(Sorun): Aşağıda yer alan Sivas Katliamı ve hukuk konulu yazıyı son cümlesinden sonra sürdürün.

(Belge bölümü):
************

6 Haziran 2008 Cuma

SİVAS- SOLİNGEN yada ANKARA- KOPENHANG KIRITERLERİ




SİVAS- SOLİNGEN yada
ANKARA- KOPENHANG KIRITERLERİ farkı


Montesqua,”Hukuk, güzsüz insanın kendini koruma güdüsünden doğmuştur,”der. Bu gün için azınlıklar, güçsüzdür... Bundan dolayı, önce bizler(çoğunluk olmayanlar), hukuktan yana olmalı. Sonra, sonra değil, aslında insanlık hukuktan yana olmalı; çünkü insanlık, kurduğu devlet aygıtları ve bununda ötesinde, uluslar üstü bir yapılanmanın da adı olan “küreselleşme” karşısında hukuktan yana olmalı! Bu bakımdan hukuk, ekmek, su kadar gerekli, hatta insanlık için zorunlu bir ihtiyaçtır, bugün…
Sivas Katliamı’nı meşrulaştırmak isteyen çevreler; bu ülkenin aydın ve Alevilerinin, Madımak(1993)te yapmak istedikleri etkinliği, beylik deyimle “Müslüman mahallesinde, salyangoz” satmak olarak gerekçeleştirmektedirler. Özellikle, Aziz Nesin’in Madımaktaki varlığı, işlerin çığırından çıkmasının(37 yurttaşımızın yakılmasının) makul gerekçesi olarak gösterilmeye çalışmaktadır…
Yani kendileri, çoğunluğunu Hıristiyan’ların oluşturduğu Avrupa’nın her ülkesinde mescit, dernek, vakıf... kurabilirken; kendi inançlarını ve ibadetleri açıklamak için dergi, gazete, Tv, İnternet siteleri… kurup kullanırken; her türlü toplantı, gösteri ve propaganda özgürlüklerinden yararlanırken; bu ülkenin Alevi ve aydınlarının, kendi ülkelerinde bulunan bir şehirde, azınlık olmaları ve aykırı fikirleri ifade etmeye yeltenmelerini, “canice bir cinayetin meşru sebebi” görmeye, göstermeye çalışmalarındaki paradoksu izah edebilmek akıl karı bir tavır ve tutum değildir.

************

(Ham veriler):
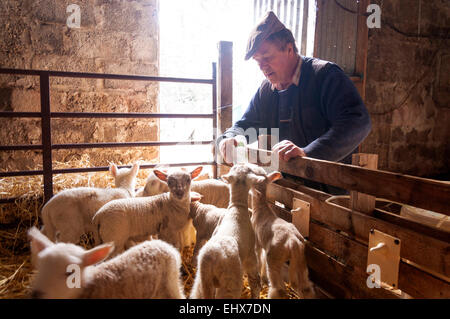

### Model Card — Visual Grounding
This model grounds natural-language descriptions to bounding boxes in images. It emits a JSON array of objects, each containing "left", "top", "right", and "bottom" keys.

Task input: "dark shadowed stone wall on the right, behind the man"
[{"left": 362, "top": 0, "right": 450, "bottom": 176}]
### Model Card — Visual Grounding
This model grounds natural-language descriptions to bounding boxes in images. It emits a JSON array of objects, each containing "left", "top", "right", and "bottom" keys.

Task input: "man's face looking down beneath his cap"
[{"left": 253, "top": 41, "right": 296, "bottom": 87}]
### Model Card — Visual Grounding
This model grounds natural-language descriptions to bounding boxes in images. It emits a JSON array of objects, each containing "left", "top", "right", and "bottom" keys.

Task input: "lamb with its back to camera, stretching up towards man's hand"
[{"left": 192, "top": 164, "right": 261, "bottom": 298}]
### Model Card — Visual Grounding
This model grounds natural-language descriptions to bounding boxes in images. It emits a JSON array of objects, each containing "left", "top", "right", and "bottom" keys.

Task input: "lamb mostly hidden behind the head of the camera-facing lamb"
[{"left": 136, "top": 169, "right": 230, "bottom": 208}]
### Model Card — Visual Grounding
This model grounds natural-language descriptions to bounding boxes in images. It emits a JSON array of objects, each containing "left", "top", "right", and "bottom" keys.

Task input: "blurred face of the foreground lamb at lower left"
[{"left": 31, "top": 243, "right": 84, "bottom": 299}]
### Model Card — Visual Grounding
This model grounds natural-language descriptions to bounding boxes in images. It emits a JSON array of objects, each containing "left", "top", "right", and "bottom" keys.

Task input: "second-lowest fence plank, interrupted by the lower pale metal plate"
[{"left": 309, "top": 222, "right": 450, "bottom": 298}]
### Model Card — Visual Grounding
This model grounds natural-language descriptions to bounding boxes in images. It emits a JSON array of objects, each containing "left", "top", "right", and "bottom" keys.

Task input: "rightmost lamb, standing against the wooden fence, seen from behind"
[{"left": 246, "top": 165, "right": 315, "bottom": 298}]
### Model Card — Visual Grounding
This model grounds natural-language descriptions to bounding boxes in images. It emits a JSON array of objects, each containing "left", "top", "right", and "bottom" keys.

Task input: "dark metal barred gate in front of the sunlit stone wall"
[{"left": 0, "top": 63, "right": 217, "bottom": 203}]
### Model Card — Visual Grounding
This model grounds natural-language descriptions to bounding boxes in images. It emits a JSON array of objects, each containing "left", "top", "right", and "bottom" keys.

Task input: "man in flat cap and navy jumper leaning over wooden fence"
[{"left": 217, "top": 12, "right": 371, "bottom": 191}]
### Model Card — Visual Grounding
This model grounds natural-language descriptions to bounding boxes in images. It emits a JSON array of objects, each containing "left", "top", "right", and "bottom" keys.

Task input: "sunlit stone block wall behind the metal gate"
[{"left": 0, "top": 0, "right": 159, "bottom": 170}]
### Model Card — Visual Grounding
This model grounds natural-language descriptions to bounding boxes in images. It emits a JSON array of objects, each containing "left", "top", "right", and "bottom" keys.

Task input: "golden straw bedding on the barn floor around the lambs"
[{"left": 0, "top": 155, "right": 299, "bottom": 299}]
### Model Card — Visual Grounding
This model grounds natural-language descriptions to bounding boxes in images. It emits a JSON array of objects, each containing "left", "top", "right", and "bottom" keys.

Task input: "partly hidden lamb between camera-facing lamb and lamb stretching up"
[{"left": 189, "top": 201, "right": 228, "bottom": 267}]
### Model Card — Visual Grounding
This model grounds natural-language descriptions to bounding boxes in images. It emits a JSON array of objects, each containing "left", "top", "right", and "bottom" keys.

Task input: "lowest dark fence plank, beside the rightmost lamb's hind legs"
[{"left": 305, "top": 242, "right": 400, "bottom": 299}]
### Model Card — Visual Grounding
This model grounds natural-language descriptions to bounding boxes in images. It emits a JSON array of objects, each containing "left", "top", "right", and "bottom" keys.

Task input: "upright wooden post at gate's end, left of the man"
[{"left": 217, "top": 41, "right": 233, "bottom": 176}]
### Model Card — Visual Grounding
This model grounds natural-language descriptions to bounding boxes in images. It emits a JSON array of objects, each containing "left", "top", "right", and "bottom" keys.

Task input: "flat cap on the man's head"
[{"left": 245, "top": 11, "right": 286, "bottom": 60}]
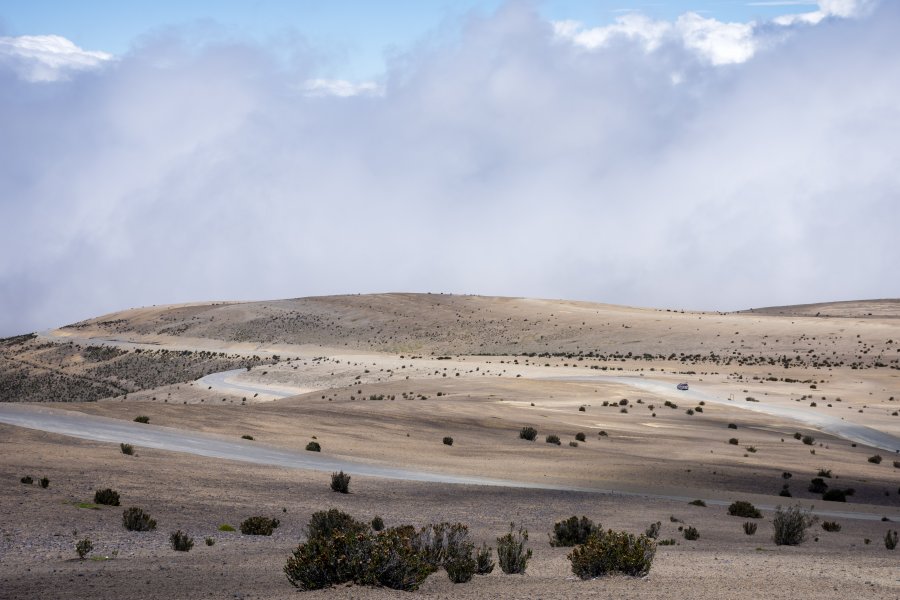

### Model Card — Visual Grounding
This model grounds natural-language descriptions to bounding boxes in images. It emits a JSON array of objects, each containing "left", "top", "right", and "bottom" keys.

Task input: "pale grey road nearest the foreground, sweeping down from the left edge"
[{"left": 0, "top": 402, "right": 900, "bottom": 521}]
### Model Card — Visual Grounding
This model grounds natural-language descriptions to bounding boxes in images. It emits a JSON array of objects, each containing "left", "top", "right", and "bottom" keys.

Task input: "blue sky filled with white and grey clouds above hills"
[{"left": 0, "top": 0, "right": 900, "bottom": 336}]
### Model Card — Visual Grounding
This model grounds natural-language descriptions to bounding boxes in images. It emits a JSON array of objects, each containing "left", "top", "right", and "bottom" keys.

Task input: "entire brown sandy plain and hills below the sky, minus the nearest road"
[{"left": 0, "top": 295, "right": 900, "bottom": 598}]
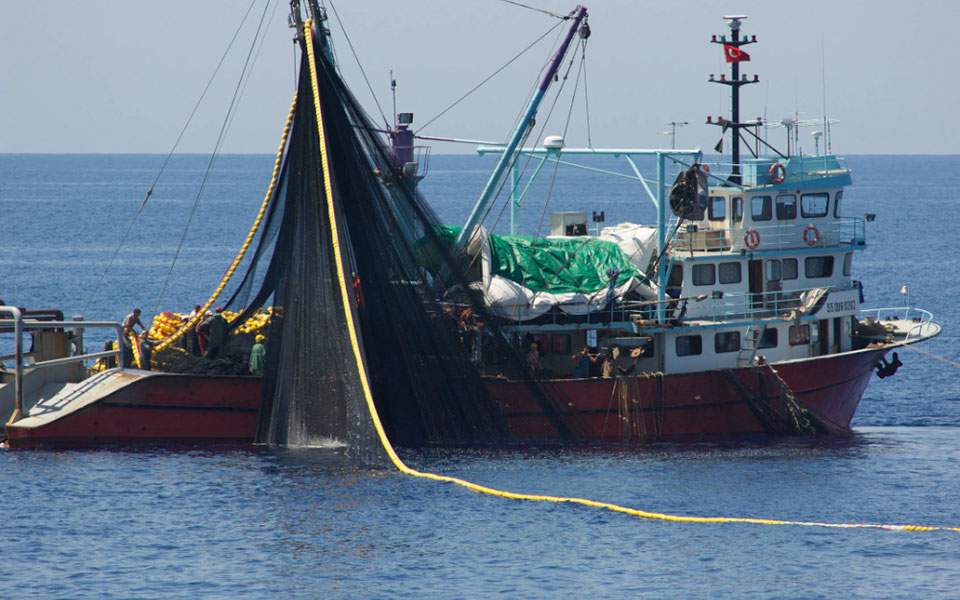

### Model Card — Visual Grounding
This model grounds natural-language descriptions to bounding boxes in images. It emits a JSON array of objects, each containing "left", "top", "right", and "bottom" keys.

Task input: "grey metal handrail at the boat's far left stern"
[{"left": 0, "top": 306, "right": 126, "bottom": 425}]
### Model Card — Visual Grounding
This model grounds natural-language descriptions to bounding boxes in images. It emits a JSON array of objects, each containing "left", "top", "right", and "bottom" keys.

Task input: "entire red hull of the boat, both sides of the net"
[{"left": 1, "top": 349, "right": 886, "bottom": 448}]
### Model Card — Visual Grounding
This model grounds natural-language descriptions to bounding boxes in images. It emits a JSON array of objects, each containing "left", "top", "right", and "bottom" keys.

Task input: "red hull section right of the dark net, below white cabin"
[{"left": 488, "top": 349, "right": 886, "bottom": 443}]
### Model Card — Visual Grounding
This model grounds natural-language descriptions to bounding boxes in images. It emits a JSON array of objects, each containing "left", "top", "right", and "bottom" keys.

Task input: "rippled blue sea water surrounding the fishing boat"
[{"left": 0, "top": 155, "right": 960, "bottom": 598}]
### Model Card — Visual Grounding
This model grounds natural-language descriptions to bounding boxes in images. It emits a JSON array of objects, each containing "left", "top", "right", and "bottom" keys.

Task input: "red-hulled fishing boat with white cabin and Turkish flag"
[{"left": 0, "top": 3, "right": 941, "bottom": 447}]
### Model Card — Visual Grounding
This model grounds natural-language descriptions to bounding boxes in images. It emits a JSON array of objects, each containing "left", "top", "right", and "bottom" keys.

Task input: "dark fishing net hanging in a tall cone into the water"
[{"left": 214, "top": 29, "right": 540, "bottom": 461}]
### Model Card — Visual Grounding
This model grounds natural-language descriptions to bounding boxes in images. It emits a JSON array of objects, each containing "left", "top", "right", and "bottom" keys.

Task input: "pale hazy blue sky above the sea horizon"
[{"left": 0, "top": 0, "right": 960, "bottom": 154}]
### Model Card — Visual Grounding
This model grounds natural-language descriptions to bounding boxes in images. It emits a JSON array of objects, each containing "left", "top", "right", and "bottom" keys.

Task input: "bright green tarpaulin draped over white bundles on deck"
[{"left": 439, "top": 226, "right": 647, "bottom": 294}]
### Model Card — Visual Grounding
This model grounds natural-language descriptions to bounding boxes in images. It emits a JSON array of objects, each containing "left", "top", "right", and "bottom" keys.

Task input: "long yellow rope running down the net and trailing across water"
[{"left": 304, "top": 20, "right": 960, "bottom": 532}]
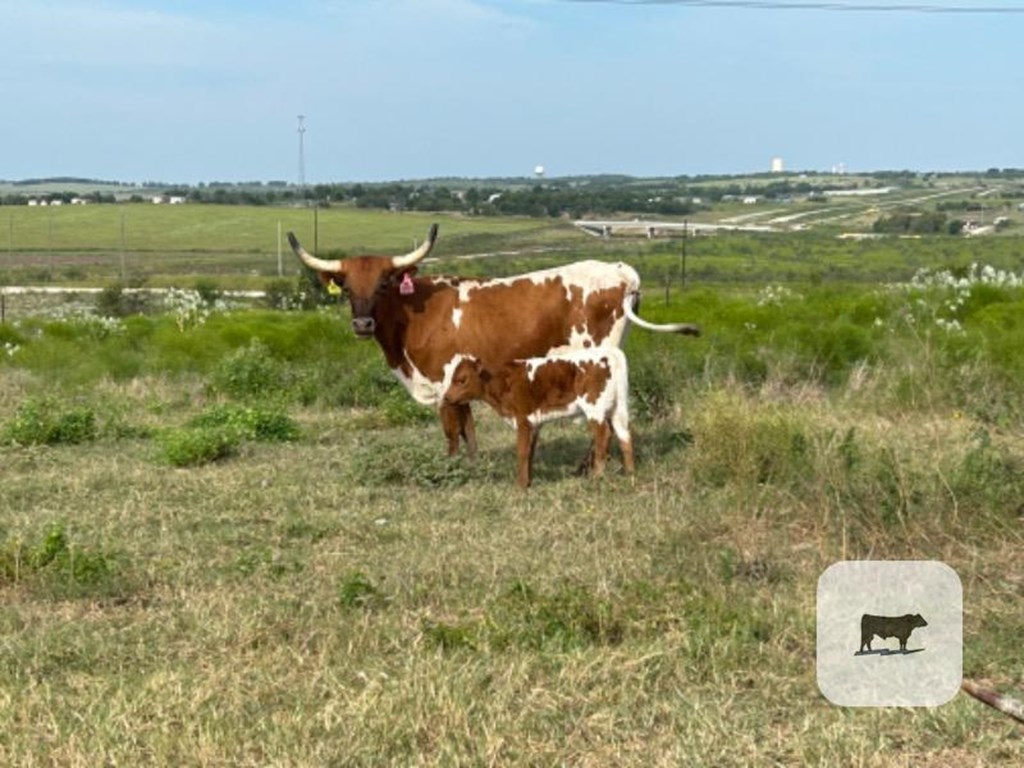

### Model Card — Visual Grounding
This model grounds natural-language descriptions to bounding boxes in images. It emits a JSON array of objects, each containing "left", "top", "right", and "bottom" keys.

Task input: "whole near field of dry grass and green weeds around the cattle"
[{"left": 0, "top": 208, "right": 1024, "bottom": 766}]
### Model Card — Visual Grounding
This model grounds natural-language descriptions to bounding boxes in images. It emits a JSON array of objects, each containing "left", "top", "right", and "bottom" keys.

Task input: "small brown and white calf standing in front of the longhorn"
[{"left": 443, "top": 347, "right": 634, "bottom": 487}]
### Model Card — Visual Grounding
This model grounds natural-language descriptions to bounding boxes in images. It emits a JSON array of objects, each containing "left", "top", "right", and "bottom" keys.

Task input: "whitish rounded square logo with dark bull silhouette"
[{"left": 817, "top": 560, "right": 964, "bottom": 707}]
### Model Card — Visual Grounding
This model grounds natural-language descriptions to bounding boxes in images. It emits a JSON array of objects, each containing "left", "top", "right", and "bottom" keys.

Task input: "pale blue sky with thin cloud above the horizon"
[{"left": 0, "top": 0, "right": 1024, "bottom": 184}]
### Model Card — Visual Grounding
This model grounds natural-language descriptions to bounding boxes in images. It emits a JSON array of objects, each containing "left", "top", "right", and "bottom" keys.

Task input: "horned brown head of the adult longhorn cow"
[{"left": 288, "top": 224, "right": 437, "bottom": 339}]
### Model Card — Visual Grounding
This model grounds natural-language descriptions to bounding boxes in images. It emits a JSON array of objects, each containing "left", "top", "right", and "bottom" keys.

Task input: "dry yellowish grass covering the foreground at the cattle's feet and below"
[{"left": 0, "top": 372, "right": 1024, "bottom": 766}]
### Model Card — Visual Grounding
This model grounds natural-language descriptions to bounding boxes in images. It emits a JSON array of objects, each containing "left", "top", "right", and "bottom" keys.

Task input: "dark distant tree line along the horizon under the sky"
[{"left": 8, "top": 168, "right": 1024, "bottom": 222}]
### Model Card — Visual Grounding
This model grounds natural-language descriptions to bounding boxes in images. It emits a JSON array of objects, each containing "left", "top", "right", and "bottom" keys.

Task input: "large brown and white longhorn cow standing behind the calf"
[{"left": 288, "top": 224, "right": 700, "bottom": 456}]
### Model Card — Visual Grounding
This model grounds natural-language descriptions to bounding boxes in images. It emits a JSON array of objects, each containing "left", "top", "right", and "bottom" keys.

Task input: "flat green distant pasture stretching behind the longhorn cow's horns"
[{"left": 0, "top": 203, "right": 1024, "bottom": 292}]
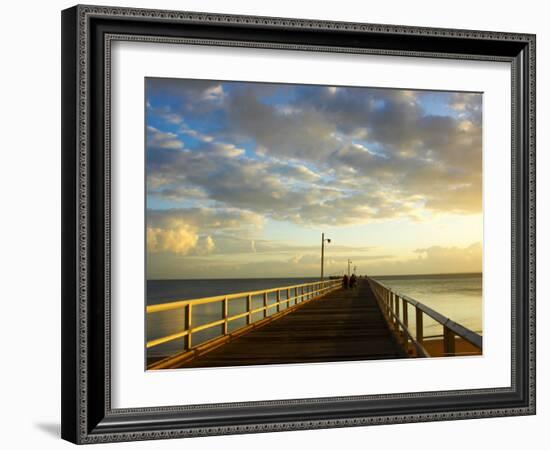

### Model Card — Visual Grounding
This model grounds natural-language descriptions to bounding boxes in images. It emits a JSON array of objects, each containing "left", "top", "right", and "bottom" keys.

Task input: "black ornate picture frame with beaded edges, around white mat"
[{"left": 62, "top": 6, "right": 535, "bottom": 443}]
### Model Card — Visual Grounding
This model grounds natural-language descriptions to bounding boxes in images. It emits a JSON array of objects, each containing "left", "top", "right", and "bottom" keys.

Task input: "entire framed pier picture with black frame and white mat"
[{"left": 62, "top": 6, "right": 535, "bottom": 444}]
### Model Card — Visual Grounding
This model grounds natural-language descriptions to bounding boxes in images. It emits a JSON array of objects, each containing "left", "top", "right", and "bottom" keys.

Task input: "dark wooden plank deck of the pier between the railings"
[{"left": 174, "top": 280, "right": 407, "bottom": 368}]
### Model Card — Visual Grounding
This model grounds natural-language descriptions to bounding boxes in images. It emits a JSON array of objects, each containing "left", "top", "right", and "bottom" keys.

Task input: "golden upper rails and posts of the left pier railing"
[{"left": 146, "top": 279, "right": 342, "bottom": 352}]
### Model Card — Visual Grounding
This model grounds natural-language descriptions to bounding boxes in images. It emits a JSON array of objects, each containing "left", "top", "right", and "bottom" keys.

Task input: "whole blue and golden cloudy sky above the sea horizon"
[{"left": 146, "top": 78, "right": 482, "bottom": 279}]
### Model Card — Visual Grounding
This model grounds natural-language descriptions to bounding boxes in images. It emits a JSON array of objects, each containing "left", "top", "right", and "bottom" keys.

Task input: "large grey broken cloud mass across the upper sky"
[{"left": 148, "top": 80, "right": 481, "bottom": 225}]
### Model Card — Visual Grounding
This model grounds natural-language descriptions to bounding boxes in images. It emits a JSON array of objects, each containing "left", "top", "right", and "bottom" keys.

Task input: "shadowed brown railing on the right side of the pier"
[{"left": 368, "top": 277, "right": 483, "bottom": 357}]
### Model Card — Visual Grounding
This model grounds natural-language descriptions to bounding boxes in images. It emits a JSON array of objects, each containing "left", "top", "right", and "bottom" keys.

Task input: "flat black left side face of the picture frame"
[{"left": 61, "top": 7, "right": 78, "bottom": 442}]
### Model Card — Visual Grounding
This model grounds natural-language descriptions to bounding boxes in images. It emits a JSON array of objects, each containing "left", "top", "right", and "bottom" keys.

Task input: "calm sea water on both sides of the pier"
[{"left": 147, "top": 274, "right": 482, "bottom": 358}]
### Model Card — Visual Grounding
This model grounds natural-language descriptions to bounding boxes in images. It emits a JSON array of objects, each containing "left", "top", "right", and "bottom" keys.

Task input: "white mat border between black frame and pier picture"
[{"left": 111, "top": 42, "right": 511, "bottom": 408}]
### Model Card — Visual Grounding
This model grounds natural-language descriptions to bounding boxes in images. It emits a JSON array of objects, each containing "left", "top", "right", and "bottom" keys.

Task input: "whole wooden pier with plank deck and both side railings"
[{"left": 147, "top": 278, "right": 481, "bottom": 370}]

************

(Yanıt):
Yüce Tanrı; hem Resul, hem de Nebisi olan Hz. Muhammed’e dahi, “Muhammed; sade bir elçidir”(Ali İmran, 143) “Rabbin isteseydi, yeryüzünde bulunanların hepsi toptan iman ederlerdi; sen halkı iman etmeleri için zorlamak mı istiyorsun?”(Yunus, 98) “Biz seni, hak ile müjdeci ve sakındırıcı olarak gönderdik.” (Bakara,118 ve Furkan,55) derken; Tanrı’nın Hz. Muhammed’e dahi vermediği, “iyiliği emretme ve kötülükten sakındırma” adına cinayet işleme hakkı(yetkisi)ni kendinde bulanlar; kendi Din ve Mezheplerinin ülkülerinden bihaber ve bir kısmını kullandıkları uygar dünyanın temel insan hak ve hürriyetlerini ayaklar altına alan caniler olarak, tarihimizin(hatta insanlık tarihinin) benzer kara sayfaları arasında büyük bir utançla anılacak yerlerini almışlardır..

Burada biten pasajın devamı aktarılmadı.